Okunacak metin -
Ana içeriğe atla

Muharrem İnce Cumhurbaşkanı Olabilir mi?

Son günlerin popüler sorusu, Muharrem İnce Cumhurbaşkanı olabilir mi? Bugüne kadar CHP'den ayrılanların toplumda karşılık bulamayarak yok olup gittiğine dair tezvirat yaparak yoluna mayın döşemeye çalışan hikaye anlatıcılarının telaşına bakılırsa, bu mümkün. 

40 yıllık partili ve partinin Cumhurbaşkanı adayı sıfatlı Muharrem İnce'nin, iktidar isteyen parti tabanına tam da bunu vaat edip CHP’den ayrılarak giriştiği huruç harekatı, ülkemizdeki bütün siyasi organizasyonlarda biriken mutsuz seçmen kitlesini sararak, işsizlik, yoksulluk ve açlık üreten bu siyasi ve ekonomik model ile birlikte düzenin kendisini tartışmaya açabilecek bir sinerjiye sahip. 

Bu enerjinin ana taşıyıcı kolonlarını, hiç kuşkusuz üç nesildir iktidar yüzü göremeyen CHP tabanı oluşturacak gibi görünüyor. 

Muharrem İnce'nin, CHP tabanındaki laneti kırarak iktidar yolunu açma temelli bu istek ve arzuya yanıt verme potansiyeli olup olmadığının tartışması bile var olan siyasi dengeleri etkiliyor. En azından bu ateşi tutuşturacak bir kıvılcım potansiyeli taşıyor.

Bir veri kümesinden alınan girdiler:
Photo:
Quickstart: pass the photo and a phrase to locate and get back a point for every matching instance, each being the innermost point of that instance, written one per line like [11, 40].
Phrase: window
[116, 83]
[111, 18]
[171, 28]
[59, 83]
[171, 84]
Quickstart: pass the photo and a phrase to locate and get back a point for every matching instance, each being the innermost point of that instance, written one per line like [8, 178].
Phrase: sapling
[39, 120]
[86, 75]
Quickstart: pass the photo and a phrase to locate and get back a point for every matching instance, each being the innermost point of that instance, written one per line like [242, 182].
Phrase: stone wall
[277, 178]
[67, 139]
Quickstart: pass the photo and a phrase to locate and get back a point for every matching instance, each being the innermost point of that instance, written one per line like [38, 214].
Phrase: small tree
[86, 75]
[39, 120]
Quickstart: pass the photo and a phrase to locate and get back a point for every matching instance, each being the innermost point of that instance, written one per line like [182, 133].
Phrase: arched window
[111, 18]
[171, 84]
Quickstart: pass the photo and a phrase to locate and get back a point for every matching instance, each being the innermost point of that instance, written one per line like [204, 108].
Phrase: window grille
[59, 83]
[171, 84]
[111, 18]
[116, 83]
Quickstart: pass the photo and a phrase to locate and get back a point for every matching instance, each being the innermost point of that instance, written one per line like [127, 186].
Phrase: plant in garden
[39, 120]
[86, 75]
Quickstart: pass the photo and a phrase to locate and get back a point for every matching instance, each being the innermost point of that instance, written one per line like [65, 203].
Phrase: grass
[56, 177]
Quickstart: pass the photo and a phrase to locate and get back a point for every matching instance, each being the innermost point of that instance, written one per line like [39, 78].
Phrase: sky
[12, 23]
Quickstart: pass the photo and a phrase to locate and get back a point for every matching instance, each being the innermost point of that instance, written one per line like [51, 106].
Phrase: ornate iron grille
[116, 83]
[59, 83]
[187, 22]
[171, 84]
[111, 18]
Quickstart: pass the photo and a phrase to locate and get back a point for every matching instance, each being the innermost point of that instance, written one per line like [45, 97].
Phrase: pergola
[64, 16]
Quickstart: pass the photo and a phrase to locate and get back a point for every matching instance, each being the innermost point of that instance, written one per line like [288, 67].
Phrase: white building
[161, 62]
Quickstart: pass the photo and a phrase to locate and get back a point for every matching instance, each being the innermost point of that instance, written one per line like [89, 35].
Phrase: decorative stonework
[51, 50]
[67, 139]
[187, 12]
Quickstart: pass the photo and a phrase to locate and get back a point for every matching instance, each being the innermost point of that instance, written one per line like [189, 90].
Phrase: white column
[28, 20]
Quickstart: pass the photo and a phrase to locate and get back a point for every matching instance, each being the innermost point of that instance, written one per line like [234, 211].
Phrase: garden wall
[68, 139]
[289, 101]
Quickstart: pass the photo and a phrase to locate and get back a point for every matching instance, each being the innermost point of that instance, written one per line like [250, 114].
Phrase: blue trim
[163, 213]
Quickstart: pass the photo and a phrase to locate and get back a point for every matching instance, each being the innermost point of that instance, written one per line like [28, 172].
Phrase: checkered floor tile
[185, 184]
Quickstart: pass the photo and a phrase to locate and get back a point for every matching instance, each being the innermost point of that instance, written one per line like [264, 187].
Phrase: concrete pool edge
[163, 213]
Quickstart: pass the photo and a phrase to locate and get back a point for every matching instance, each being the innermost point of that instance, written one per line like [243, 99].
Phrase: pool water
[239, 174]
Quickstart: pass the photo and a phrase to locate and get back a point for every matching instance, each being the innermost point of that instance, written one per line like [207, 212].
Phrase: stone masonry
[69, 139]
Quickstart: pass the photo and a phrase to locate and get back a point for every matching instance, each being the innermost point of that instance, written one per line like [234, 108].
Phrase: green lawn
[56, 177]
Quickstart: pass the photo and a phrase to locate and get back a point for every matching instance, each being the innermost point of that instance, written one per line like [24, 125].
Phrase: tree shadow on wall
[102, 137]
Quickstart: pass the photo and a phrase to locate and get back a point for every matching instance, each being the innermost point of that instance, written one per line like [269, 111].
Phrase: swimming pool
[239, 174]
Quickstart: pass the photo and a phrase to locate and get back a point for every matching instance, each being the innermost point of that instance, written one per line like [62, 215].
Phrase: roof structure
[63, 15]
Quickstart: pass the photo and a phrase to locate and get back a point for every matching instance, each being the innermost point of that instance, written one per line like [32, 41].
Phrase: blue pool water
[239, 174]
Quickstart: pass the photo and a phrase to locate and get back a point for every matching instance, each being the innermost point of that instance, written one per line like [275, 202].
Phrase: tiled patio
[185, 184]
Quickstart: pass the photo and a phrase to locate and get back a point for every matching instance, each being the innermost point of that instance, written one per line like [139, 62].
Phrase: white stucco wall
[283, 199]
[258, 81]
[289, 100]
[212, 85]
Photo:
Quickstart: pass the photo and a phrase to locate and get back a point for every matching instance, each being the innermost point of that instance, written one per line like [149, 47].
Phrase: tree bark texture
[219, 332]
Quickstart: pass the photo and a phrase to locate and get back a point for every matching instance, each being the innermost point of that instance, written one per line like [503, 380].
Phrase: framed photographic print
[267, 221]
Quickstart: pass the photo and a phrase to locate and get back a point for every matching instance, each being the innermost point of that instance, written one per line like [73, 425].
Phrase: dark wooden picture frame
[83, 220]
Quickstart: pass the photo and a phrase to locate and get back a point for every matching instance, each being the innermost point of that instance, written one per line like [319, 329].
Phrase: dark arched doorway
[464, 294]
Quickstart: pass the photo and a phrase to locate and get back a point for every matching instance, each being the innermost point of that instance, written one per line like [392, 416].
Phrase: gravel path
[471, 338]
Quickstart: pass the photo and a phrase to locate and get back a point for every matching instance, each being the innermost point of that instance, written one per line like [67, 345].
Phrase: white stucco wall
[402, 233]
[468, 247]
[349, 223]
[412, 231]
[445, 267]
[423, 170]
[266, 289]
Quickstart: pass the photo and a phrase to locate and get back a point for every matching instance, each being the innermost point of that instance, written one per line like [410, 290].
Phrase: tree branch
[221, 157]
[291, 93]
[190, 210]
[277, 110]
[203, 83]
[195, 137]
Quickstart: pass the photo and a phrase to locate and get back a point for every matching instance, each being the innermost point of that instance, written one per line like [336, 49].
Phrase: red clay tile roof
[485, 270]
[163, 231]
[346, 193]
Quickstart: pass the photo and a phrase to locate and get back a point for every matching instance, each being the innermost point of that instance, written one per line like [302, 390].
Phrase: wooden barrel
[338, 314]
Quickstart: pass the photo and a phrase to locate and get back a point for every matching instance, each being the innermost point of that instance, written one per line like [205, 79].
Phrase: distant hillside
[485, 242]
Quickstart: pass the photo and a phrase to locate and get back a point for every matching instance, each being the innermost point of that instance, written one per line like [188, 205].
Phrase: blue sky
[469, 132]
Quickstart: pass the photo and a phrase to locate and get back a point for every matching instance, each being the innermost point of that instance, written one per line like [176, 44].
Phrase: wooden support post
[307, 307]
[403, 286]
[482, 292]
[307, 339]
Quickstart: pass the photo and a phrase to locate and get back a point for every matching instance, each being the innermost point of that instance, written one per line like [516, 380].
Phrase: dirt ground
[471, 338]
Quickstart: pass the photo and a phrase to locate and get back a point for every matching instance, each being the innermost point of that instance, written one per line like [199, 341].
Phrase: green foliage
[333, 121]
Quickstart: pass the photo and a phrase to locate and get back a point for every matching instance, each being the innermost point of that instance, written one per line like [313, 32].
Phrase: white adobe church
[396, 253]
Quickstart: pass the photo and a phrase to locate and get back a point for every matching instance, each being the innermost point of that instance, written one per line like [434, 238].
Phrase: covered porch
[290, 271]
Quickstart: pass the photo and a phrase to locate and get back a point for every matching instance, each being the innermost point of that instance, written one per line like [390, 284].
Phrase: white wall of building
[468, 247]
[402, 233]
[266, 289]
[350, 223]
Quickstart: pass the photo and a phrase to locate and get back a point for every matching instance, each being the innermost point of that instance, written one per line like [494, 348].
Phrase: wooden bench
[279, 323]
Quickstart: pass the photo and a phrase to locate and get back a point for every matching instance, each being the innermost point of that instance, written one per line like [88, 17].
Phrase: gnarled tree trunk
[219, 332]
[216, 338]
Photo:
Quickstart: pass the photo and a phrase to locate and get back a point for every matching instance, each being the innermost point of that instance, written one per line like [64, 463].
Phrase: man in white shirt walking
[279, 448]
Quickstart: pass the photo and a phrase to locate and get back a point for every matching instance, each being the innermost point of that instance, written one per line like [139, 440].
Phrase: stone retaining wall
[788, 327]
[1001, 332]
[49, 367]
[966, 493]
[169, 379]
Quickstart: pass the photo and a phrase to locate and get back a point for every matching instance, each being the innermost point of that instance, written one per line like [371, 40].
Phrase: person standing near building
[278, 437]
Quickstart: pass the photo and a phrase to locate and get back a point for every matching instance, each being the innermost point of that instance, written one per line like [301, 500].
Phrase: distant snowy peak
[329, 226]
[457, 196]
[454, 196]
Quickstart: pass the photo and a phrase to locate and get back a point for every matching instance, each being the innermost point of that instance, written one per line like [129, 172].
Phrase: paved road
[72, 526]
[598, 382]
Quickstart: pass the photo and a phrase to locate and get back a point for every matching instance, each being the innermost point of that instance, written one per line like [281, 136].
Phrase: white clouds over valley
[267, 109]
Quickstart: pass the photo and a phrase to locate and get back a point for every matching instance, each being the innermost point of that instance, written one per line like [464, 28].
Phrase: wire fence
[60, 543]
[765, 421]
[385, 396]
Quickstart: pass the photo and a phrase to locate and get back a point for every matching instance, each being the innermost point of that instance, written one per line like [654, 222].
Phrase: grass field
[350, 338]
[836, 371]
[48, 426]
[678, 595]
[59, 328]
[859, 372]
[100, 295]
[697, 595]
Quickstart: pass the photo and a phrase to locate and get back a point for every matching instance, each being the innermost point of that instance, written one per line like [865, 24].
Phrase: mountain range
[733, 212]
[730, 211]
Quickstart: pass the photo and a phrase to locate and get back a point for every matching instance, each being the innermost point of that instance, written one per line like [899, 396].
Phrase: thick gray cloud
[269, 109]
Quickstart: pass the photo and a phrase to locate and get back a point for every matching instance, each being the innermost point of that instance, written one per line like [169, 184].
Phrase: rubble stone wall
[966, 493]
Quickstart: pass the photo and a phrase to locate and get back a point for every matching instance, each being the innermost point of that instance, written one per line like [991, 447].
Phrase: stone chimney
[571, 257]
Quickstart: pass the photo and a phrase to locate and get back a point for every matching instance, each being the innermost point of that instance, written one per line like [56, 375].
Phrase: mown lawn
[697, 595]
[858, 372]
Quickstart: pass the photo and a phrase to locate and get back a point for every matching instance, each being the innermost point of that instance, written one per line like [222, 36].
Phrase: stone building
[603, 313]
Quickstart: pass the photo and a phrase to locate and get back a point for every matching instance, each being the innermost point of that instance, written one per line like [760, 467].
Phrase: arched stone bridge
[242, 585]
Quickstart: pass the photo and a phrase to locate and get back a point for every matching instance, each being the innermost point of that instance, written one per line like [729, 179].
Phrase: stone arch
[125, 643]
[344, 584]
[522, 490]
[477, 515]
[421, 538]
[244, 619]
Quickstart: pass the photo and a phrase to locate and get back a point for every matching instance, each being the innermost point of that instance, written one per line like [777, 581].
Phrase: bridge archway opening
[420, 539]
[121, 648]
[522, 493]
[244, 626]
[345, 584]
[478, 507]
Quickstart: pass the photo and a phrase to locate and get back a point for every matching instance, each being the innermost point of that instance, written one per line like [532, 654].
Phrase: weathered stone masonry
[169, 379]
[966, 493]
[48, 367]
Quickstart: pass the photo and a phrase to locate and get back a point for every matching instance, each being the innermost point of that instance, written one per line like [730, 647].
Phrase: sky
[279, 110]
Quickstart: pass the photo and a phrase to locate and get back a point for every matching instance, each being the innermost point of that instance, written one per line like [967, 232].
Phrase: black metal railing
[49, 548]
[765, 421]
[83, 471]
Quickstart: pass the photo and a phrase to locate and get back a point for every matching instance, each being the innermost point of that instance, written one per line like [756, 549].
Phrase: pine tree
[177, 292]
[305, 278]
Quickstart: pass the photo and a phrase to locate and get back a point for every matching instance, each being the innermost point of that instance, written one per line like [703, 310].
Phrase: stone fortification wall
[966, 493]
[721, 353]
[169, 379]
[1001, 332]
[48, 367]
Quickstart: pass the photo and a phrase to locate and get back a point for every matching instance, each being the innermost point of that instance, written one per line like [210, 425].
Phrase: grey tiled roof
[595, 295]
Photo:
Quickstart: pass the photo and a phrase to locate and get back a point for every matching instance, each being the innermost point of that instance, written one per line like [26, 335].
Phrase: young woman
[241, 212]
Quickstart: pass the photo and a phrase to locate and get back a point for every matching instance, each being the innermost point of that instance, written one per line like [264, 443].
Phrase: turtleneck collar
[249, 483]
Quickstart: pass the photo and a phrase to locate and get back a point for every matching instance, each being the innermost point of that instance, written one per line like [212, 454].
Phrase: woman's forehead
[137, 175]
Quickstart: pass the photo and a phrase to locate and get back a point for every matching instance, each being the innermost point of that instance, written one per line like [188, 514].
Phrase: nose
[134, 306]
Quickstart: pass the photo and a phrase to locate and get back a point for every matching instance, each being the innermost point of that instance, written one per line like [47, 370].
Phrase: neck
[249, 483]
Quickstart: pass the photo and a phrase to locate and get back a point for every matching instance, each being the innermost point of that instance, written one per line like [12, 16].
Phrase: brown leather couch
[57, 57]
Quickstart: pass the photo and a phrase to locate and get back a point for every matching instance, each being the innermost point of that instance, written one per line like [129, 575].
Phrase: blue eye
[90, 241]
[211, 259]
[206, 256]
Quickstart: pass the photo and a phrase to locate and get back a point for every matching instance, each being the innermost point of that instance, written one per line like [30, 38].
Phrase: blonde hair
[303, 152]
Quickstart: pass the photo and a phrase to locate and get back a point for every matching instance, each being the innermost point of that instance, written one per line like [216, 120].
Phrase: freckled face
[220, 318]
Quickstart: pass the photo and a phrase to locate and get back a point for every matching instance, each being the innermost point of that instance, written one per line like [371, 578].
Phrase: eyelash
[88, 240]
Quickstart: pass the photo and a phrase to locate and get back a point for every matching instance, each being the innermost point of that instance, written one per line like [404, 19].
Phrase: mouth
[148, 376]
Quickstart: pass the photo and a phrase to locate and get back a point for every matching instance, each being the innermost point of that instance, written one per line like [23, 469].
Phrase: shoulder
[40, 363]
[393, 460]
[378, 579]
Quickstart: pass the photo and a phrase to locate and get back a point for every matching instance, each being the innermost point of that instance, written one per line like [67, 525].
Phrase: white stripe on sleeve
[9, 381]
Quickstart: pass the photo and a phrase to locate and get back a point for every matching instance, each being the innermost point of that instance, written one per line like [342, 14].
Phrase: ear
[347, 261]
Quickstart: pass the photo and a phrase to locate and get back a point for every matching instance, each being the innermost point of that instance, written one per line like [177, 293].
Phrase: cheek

Amaç 1 -
Muharrem İnce hakkındaki yazıya göre, bu enerjinin ana taşıyıcı kolonlarını kim oluşturacak gibi görünüyor?
Amaç 2 -
Muharrem İnce hakkındaki yazıyı son cümlesinden sonra sürdürün.
Girdiler, yazıdan bağımsız başka bir kaynaktan alınmıştır.

Beklenen çıktı 1 -
Üç nesildir iktidar yüzü göremeyen CHP tabanı.

Beklenen çıktı 2 -
Daha dün CHP'yi çağ dışı bir ideolojiye sahip olup dünyayı anlayamamakla ve halka inememekle suçlayanlar ise, şimdi çarıklarını giyip 'ak saçlılar' olarak ortaya çıkıp CHP tabanına birlik ve beraberlik çağrısı yapar oldu. 

‘Erdoğan gidici' algısı yaratarak kurulan ittifak siyasetinin yoldan çıkmasını engellemeye, denetim altına alamayacakları bir gücün oluşmasını önlemeye çalışıyorlar.

Lafa büyük bir hararetle girip Güven Partisi'nden başlayarak, Anadolu, Yenilik diye devamla Yeni Parti'den çıkıp, Muharrem İnce'yi de Tuncay Özkan, Öztürk Yılmaz ya da diğer başarısız siyasetçiler kategorisine indirgeyen, Memleket Hareketinin de yok olup giden diğer partilerin arasına katılacağından adı gibi emin olan bu güruh, her tartışmayı başarısız CHP alternatifleri ve oyların bölünmesi konularına indirgeyerek kapatma yolunu seçiyor. Oysa amaçları çok açık: seçmeni seçeneksiz bırakıp, mevcut pozisyonlarında tutma çabasındalar.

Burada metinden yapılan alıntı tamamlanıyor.